_Task item:_ Your response should be the lines from the one containing "Target: sea" through the end of the material, copied exactly and with nothing added.

START Exercise data

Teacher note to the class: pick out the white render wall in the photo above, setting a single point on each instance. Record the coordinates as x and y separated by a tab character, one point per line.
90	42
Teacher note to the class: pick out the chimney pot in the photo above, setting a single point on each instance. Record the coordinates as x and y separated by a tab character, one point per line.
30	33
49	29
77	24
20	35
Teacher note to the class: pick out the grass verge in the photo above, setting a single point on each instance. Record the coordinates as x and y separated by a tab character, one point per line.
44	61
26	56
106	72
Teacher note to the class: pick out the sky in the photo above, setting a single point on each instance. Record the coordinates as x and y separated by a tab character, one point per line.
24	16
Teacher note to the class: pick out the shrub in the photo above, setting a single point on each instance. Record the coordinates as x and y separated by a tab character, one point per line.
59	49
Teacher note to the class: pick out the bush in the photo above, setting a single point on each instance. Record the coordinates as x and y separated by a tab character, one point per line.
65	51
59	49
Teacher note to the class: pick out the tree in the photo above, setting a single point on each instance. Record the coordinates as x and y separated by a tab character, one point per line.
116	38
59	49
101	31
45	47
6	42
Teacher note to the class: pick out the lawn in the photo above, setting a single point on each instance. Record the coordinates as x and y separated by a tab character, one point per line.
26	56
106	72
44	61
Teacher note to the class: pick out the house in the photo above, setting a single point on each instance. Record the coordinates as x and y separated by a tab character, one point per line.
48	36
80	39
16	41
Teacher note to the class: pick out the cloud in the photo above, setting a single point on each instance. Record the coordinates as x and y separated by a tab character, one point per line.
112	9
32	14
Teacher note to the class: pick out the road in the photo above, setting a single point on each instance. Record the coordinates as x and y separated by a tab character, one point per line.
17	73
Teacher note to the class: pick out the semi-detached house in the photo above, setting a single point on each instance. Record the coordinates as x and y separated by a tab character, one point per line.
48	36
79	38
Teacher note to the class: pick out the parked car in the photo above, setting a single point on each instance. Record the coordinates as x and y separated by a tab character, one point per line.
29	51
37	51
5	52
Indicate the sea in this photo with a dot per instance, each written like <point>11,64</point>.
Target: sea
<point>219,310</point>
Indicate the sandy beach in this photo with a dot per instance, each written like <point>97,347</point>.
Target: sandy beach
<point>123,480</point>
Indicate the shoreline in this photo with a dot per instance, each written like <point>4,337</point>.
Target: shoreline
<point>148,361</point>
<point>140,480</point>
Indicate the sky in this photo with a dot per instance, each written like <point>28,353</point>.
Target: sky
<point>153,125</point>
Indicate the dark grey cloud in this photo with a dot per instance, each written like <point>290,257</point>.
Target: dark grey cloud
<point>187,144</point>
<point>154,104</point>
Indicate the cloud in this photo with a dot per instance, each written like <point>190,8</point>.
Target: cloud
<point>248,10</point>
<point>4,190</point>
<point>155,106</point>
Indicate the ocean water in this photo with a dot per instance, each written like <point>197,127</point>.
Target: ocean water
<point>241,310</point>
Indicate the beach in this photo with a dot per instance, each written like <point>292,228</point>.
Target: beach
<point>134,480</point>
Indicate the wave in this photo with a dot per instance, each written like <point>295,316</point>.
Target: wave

END Exercise data

_Solution for this problem:_
Target: sea
<point>219,310</point>
Indicate the sandy beach in this photo with a dot per instance, each written like <point>97,347</point>.
Target: sandy beach
<point>123,480</point>
Indicate the shoreline in this photo with a dot per instance, each written like <point>4,337</point>.
Target: shoreline
<point>148,361</point>
<point>140,480</point>
Indicate the sky in this photo with a dot per instance, each written like <point>28,353</point>.
Target: sky
<point>153,125</point>
Indicate the dark grey cloud in this photo with a dot per instance, each written like <point>290,257</point>.
Target: dark grey cloud
<point>187,144</point>
<point>154,104</point>
Indicate the cloud in this photo with a dot per instance, each written like <point>190,8</point>.
Target: cloud
<point>248,10</point>
<point>4,190</point>
<point>155,106</point>
Indicate the ocean water in this photo with a dot per instance, each written like <point>197,127</point>.
Target: ocean water
<point>241,310</point>
Indicate the beach in this photo with a dot per instance, each written like <point>292,228</point>.
Target: beach
<point>134,480</point>
Indicate the wave in this photo with a dot per instance, each written like <point>295,316</point>.
Target: wave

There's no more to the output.